WHAT NEEDS TO BE DONE: Exact copies of all the records are to be output.

TASK INPUT:

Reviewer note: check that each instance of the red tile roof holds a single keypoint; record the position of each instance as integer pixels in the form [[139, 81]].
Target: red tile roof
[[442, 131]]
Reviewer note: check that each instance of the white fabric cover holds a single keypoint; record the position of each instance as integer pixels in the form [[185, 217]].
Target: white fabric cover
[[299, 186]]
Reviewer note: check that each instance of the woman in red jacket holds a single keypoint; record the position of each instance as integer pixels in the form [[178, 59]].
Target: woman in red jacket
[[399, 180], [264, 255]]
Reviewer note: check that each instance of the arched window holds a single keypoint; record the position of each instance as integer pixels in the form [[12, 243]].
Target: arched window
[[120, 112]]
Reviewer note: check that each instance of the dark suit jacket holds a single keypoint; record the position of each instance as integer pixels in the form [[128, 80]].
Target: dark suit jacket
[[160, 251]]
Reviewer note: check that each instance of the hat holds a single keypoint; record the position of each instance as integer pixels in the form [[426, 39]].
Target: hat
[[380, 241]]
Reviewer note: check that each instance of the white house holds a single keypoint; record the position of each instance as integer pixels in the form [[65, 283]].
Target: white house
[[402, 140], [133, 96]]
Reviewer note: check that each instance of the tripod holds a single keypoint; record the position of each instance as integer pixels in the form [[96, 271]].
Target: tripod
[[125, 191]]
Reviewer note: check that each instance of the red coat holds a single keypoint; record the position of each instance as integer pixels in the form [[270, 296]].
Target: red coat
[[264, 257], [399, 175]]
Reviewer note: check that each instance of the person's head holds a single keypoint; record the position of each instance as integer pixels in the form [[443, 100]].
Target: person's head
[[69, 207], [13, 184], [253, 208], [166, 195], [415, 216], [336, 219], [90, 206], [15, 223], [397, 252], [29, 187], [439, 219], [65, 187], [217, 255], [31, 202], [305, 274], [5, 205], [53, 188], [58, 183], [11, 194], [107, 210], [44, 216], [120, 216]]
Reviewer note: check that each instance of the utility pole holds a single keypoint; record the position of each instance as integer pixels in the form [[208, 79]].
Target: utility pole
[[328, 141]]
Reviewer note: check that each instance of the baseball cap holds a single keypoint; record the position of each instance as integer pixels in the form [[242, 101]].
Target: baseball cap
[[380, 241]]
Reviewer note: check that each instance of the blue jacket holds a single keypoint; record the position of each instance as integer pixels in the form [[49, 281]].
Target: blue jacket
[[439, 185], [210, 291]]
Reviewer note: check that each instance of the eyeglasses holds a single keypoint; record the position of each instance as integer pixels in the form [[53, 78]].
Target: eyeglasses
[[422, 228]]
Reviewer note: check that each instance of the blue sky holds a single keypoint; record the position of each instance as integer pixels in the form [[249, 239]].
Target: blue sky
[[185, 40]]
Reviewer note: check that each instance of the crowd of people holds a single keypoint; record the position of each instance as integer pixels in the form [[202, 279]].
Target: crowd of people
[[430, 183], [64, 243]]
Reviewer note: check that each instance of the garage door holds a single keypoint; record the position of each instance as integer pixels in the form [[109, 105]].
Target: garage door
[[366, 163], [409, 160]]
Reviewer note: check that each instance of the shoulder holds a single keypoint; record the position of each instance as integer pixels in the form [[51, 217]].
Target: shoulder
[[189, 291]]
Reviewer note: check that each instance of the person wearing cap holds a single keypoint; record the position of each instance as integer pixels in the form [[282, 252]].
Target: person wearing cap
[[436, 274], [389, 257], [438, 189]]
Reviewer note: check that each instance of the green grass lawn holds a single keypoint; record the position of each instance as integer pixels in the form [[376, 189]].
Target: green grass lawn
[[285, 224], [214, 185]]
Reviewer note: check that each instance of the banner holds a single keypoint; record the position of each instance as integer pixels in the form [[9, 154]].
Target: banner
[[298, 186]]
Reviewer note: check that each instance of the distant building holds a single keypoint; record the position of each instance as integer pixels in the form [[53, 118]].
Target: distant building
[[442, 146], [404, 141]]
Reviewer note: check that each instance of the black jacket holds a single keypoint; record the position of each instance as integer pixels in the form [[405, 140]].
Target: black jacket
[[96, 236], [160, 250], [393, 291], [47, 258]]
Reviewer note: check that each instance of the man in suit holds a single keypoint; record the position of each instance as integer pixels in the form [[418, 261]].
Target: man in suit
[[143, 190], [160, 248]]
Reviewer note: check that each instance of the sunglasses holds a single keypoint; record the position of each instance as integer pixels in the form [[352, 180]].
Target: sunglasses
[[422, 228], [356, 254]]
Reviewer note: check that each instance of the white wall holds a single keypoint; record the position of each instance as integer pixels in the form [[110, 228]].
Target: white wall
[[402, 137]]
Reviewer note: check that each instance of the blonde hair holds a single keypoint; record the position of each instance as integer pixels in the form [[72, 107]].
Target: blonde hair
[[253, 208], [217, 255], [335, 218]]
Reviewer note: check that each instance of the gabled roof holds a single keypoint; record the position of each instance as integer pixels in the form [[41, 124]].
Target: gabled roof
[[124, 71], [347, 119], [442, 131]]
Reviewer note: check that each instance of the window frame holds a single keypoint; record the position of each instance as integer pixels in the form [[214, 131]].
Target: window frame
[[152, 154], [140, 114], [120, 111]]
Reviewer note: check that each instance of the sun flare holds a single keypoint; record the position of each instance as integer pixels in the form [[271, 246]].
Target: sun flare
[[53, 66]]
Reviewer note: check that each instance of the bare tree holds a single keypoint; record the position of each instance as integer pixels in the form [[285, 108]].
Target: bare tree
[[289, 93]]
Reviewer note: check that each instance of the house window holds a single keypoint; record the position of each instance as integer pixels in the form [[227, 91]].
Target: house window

TASK ANSWER:
Reviewer note: check that each instance of the red tile roof holds a single keypoint; record the position of each instance as integer pixels in the form [[139, 81]].
Target: red tile roof
[[442, 131]]
Reviewer note: check that each instance of the white fabric cover holds a single keypoint; record the position of each instance as integer pixels in the form [[185, 217]].
Target: white fabric cover
[[299, 186]]
Reviewer note: check that each instance of the woman in red jacket holds a single keypoint; record the position of each instance as integer pixels in the form [[178, 59]].
Target: woman in red jacket
[[399, 180], [264, 255]]
Reviewer note: check that each instance of the arched window holds a single keypoint; record the position of each instance as integer pixels in the form [[12, 243]].
Target: arched window
[[120, 112]]
Reviewer note: check that each instance of the dark suit jacket holds a single keypoint; record the position of each instance as integer pixels in the form [[128, 80]].
Target: dark suit jacket
[[160, 251]]
Reviewer note: check that each instance of the hat holds a single keypoint; record the position of each instance as integer pixels in the form [[426, 39]].
Target: hat
[[380, 241]]
Reviewer note: check that each instance of the white house holds a single keypoint; record the position of each instance as integer pixels in the form [[65, 283]].
Target: white house
[[402, 140], [133, 96]]
Reviewer note: check that each instance of the tripod holds a single keypoint; record the position of each instance as integer pixels in the form [[96, 271]].
Target: tripod
[[125, 191]]
Reviewer note: check that each instance of the red coat holds a single keypoint; record the position of each instance as integer pixels in the form [[270, 296]].
Target: red coat
[[264, 257], [399, 175]]
Reviewer note: check that each instance of the person's head holds a single keypoint; record the position of each instance as integer pixels in the form [[443, 100]].
Target: person's head
[[69, 207], [13, 184], [253, 208], [166, 195], [415, 216], [336, 219], [90, 206], [15, 223], [397, 252], [29, 187], [439, 219], [65, 187], [217, 255], [31, 202], [305, 274], [5, 205], [53, 188], [58, 183], [11, 194], [107, 210], [44, 216], [120, 216]]
Reviewer note: check that each instance of the utility pole holds a single keypoint; record the position of each instance as integer pixels in the form [[208, 79]].
Target: utility pole
[[328, 141]]
Reviewer note: check that each instance of the baseball cap holds a single keypoint; record the position of each instance as integer pixels in the form [[242, 101]].
Target: baseball cap
[[380, 241]]
Reviewer note: check that each instance of the blue jacket holds a single keypoint; record the position of each instance as integer pixels in the form [[49, 281]].
Target: blue jacket
[[439, 185], [210, 291]]
Reviewer note: check that each instance of the eyeglasses holds a single keypoint; record the position of each instance as integer pixels in the form [[53, 78]].
Target: eyeglasses
[[422, 228]]
Reviewer note: check that each instance of the blue sky holds a single keypoint; record the position of each instance as integer pixels in the form [[249, 239]].
Target: blue sky
[[185, 40]]
Reviewer note: check that each instance of the crowd of people holds a single keypoint; record the position of each instance as integer pixels in the form [[202, 279]].
Target: crowd of people
[[430, 183], [64, 243]]
Reviewer note: check that each instance of the garage door holds a single keypoint; record the position of each instance as integer pixels in the form [[109, 105]].
Target: garage door
[[366, 163], [409, 160]]
Reviewer note: check that each instance of the shoulder holds a single keypoint; record the position of each instance as integer pixels in the form [[51, 217]].
Target: shoulder
[[189, 291]]
Reviewer note: check that each instance of the person wearing cap holds a single keypoint; record the position of each instance as integer pixels in the form [[282, 252]].
Target: person wearing cap
[[436, 274], [389, 257], [438, 189]]
Reviewer note: check that each instance of the green grass lawn holds a single keypoint; record the position of each instance as integer pixels in the form [[376, 189]].
Target: green grass lawn
[[285, 224], [214, 185]]
Reviewer note: check that each instance of the banner holds a single keypoint; record the position of each instance as integer pixels in the form [[9, 154]].
Target: banner
[[298, 186]]
Reviewer note: check that each instance of the distant building holds a single keypoint; record the position of each instance as integer pixels in the form [[53, 118]].
Target: distant building
[[442, 146], [404, 141]]
Reviewer note: check that each instance of the black jacket holds a single keypoint; record the position of each instance as integer pixels in the form [[405, 140]].
Target: black jacket
[[96, 236], [160, 250], [393, 291], [47, 258]]
Reviewer note: check that each instance of the man in suit holds a single keypoint; record the position of each instance as integer pixels in the form [[418, 261]].
Target: man in suit
[[143, 190], [160, 248]]
Reviewer note: check that each instance of the sunglasses holds a single keypoint; record the position of each instance as integer pixels in the form [[352, 180]].
Target: sunglasses
[[422, 228], [356, 254]]
Reviewer note: check that each instance of the white wall holds a single keypoint; record the position of each instance as integer pixels in the form [[110, 228]].
Target: white wall
[[402, 137]]
Reviewer note: check that each instance of the blonde hair holds a single keypoint; record the position of each instance as integer pixels in the form [[72, 107]].
Target: blonde hair
[[253, 208], [217, 255], [335, 218]]
Reviewer note: check that each instance of the gabled roof holds a single keypoint; record the position of each instance as integer pixels in the form [[41, 124]].
Target: gabled roof
[[124, 71], [347, 119], [442, 131]]
Reviewer note: check that each instance of the window frame holds a single keypoint; record the position of each instance as integer pixels in the form [[214, 131]].
Target: window frame
[[152, 154], [140, 114], [120, 111]]
Reviewer note: check that each instance of the sun flare holds a single keypoint; record the position of each instance as integer pixels in the form [[271, 246]].
Target: sun flare
[[53, 66]]
Reviewer note: check that each instance of the bare tree holds a single keypoint; record the position of each instance as integer pixels in the form [[285, 108]].
Target: bare tree
[[289, 93]]
Reviewer note: check that each instance of the house window holds a single keypoint; record the position of each instance as integer pixels in the form [[227, 91]].
Target: house window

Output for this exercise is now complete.